# TO DO
A. Answer these questions about the forum post below, one line each:
(i) What method was used to compute $I_k$?
(ii) To how many digits is that computation accurate?
(iii) Onto what list does the author say the recurrence will go?
B. List every number written as a numeral in the forum post below, in order of appearance and including repeats.
C. Reproduce the part of the forum post below starting with "Note for @ClaudeLeibovici: I" and going on through "next time :-).".

Note for @ClaudeLeibovici: I just made sure that this is due to catastrophic cancellation in finite precision. You might already be familiar with this, but still. Below is the results I obtain using an adaptive Gaussian quadrature for $I_k$ accurate up to $14$ digits on a $64$ bit machine and using the recurrence done on a $64$ bit machine. One always needs to be careful evaluating even a simple recurrence as I have written here. The recurrence arising out of this question goes into my teaching list when I discuss evaluating recurrences in class the next time :-).

enter image description here

The C++ code evaluating the recurrence is shown below.

# EXTRACTED MATERIAL
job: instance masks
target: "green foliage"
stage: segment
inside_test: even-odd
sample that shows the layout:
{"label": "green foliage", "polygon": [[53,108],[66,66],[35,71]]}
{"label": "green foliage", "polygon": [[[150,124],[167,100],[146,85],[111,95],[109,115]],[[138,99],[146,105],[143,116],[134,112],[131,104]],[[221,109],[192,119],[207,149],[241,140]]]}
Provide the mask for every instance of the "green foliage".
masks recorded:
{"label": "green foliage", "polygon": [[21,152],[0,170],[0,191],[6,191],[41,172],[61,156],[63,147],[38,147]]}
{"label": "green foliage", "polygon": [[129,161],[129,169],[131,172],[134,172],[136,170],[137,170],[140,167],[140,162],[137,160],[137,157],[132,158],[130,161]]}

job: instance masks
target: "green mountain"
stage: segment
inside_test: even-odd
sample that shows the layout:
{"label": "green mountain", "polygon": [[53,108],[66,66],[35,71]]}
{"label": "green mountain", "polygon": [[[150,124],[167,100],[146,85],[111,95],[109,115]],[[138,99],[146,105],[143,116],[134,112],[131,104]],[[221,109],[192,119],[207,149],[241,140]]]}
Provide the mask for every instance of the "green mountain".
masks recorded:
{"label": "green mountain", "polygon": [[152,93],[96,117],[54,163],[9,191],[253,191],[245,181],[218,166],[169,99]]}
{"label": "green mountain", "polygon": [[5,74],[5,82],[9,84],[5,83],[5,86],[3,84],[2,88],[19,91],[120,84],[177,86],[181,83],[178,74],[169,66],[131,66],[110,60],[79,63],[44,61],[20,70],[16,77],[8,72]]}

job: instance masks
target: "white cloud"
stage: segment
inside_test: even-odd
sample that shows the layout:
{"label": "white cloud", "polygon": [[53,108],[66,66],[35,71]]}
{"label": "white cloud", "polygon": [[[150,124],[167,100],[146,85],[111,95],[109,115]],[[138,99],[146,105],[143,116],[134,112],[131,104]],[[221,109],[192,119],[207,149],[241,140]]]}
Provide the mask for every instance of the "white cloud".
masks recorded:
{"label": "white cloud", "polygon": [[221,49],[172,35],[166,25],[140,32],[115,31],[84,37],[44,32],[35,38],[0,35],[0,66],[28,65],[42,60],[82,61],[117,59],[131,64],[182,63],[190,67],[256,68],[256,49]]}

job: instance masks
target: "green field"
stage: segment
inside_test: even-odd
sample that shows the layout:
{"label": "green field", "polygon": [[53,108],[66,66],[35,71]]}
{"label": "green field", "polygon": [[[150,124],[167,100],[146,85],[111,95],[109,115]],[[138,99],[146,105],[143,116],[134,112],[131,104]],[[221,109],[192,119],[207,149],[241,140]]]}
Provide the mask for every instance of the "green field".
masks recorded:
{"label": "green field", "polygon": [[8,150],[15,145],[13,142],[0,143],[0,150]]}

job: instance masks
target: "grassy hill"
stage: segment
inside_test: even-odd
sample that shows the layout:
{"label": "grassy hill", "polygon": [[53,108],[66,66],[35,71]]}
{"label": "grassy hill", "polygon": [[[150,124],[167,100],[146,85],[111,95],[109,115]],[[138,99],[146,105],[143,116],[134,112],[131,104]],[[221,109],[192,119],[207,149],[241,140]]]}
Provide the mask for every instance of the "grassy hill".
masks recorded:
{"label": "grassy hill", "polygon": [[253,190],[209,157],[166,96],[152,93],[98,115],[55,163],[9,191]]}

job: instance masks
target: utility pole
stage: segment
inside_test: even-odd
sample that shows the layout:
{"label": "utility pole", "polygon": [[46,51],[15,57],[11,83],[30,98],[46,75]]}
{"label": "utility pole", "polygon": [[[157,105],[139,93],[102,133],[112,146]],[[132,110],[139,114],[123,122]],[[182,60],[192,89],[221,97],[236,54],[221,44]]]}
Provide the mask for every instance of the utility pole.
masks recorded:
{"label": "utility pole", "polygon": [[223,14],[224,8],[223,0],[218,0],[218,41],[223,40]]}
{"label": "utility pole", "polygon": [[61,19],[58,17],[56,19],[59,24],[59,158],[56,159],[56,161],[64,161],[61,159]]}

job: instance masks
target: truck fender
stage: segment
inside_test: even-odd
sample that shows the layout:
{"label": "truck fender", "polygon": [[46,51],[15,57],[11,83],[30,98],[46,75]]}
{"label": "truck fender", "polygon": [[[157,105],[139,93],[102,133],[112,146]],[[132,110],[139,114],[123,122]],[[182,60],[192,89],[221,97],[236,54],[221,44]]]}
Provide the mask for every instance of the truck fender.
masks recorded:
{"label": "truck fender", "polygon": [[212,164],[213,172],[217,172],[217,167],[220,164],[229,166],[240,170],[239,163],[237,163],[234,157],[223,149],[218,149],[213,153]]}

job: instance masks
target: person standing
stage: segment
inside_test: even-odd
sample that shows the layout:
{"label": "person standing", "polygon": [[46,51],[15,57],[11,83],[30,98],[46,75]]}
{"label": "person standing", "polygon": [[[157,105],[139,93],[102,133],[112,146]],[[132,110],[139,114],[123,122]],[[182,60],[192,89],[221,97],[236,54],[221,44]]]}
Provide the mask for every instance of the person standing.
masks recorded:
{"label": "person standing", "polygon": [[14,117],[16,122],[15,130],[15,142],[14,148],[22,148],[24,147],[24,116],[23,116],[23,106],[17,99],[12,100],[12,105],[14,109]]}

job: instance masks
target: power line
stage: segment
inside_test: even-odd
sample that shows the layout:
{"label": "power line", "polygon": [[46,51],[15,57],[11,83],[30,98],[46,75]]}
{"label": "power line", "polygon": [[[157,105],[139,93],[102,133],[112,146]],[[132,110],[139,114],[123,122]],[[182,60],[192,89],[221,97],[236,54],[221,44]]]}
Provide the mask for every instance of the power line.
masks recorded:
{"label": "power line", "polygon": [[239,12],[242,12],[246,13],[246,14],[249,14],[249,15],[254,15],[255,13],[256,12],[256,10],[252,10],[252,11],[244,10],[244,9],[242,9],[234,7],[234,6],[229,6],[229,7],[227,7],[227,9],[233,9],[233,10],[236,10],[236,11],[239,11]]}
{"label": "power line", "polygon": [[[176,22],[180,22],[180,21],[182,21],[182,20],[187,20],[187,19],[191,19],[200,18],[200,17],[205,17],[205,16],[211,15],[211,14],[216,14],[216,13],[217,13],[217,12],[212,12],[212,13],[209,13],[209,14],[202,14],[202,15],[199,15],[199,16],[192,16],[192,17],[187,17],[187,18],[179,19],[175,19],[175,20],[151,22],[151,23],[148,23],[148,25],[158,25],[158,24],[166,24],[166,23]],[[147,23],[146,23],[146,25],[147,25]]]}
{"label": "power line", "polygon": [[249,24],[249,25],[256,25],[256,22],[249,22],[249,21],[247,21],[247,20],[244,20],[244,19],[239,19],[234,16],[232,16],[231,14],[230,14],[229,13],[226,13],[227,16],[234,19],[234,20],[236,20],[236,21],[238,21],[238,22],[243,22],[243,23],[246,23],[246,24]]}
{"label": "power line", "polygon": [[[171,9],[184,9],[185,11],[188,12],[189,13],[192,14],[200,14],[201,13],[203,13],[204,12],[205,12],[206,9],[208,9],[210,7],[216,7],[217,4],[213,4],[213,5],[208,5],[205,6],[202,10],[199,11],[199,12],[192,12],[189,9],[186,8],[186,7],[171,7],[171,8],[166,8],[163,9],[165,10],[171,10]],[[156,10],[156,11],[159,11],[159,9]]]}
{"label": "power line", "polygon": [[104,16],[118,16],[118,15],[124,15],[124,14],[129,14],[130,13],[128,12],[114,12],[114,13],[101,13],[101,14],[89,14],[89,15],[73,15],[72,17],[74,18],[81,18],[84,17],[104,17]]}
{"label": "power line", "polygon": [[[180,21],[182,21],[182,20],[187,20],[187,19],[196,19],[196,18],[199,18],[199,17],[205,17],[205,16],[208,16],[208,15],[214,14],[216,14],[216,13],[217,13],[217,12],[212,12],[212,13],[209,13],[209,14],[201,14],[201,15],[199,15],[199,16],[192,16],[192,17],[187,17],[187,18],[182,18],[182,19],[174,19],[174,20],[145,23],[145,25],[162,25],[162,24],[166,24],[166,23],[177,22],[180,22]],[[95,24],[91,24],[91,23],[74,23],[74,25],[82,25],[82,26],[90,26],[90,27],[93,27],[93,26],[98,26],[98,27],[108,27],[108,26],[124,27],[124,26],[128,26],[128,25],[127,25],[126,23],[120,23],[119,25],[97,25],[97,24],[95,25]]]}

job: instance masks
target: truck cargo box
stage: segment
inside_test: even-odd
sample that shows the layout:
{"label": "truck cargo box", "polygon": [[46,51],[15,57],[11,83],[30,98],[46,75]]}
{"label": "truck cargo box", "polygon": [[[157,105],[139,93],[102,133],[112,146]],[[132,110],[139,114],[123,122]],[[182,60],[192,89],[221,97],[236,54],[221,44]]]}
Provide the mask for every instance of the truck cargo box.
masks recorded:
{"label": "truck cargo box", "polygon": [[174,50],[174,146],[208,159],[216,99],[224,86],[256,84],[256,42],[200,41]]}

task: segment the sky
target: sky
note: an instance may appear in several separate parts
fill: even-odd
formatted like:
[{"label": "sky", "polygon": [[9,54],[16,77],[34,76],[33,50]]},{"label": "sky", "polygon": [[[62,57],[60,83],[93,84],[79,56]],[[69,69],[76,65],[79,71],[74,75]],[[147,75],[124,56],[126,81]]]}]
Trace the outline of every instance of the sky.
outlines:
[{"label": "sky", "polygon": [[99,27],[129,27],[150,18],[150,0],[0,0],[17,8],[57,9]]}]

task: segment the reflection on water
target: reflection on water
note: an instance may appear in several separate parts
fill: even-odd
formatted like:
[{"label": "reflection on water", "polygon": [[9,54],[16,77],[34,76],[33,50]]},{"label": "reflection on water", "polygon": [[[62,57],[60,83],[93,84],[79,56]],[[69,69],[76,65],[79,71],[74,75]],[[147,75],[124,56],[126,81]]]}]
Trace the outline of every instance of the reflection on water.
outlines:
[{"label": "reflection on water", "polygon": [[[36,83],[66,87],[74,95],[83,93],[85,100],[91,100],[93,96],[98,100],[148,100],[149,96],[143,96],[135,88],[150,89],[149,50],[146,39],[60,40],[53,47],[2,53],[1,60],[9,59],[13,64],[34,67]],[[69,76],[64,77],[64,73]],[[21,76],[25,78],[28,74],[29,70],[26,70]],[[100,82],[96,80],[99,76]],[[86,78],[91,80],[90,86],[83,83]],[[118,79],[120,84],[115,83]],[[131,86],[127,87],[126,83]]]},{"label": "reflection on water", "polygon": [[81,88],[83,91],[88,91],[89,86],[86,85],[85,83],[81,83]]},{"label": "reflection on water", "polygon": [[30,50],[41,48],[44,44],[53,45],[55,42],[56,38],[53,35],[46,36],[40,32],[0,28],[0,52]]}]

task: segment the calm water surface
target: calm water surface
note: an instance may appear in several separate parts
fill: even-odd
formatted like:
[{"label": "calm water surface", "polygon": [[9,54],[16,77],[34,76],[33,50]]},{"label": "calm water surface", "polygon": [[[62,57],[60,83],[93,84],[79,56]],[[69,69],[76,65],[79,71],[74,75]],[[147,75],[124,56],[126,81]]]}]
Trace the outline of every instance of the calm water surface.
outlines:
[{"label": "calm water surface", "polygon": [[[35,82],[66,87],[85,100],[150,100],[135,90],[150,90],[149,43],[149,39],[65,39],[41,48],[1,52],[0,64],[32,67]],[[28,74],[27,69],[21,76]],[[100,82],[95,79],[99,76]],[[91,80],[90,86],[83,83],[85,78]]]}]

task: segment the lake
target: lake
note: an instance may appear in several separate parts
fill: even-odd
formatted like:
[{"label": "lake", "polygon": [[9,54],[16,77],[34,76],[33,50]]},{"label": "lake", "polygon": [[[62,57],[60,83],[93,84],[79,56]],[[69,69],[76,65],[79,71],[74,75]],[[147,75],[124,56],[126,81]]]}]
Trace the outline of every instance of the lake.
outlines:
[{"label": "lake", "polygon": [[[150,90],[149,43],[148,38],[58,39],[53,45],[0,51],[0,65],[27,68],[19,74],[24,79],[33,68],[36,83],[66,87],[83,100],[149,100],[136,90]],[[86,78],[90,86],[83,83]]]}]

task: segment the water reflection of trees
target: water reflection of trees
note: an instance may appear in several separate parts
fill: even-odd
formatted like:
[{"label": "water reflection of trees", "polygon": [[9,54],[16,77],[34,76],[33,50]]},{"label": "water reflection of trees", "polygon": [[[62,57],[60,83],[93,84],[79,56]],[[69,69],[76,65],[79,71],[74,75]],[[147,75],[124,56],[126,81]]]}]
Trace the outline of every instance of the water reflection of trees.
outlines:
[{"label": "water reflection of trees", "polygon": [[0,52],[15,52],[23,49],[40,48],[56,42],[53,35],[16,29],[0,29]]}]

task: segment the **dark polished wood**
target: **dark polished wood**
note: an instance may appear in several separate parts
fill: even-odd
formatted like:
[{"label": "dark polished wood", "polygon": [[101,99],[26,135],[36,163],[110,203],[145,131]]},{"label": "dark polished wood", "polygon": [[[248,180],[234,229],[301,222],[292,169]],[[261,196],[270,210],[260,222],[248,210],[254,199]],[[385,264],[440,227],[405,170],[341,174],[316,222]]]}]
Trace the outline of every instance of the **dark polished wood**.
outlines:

# TASK-BY-TASK ANSWERS
A.
(i) An adaptive Gaussian quadrature
(ii) 14 digits
(iii) The author's teaching list, for the next time evaluating recurrences is discussed in class

B. 14, 64, 64

C.
Note for @ClaudeLeibovici: I just made sure that this is due to catastrophic cancellation in finite precision. You might already be familiar with this, but still. Below is the results I obtain using an adaptive Gaussian quadrature for $I_k$ accurate up to $14$ digits on a $64$ bit machine and using the recurrence done on a $64$ bit machine. One always needs to be careful evaluating even a simple recurrence as I have written here. The recurrence arising out of this question goes into my teaching list when I discuss evaluating recurrences in class the next time :-).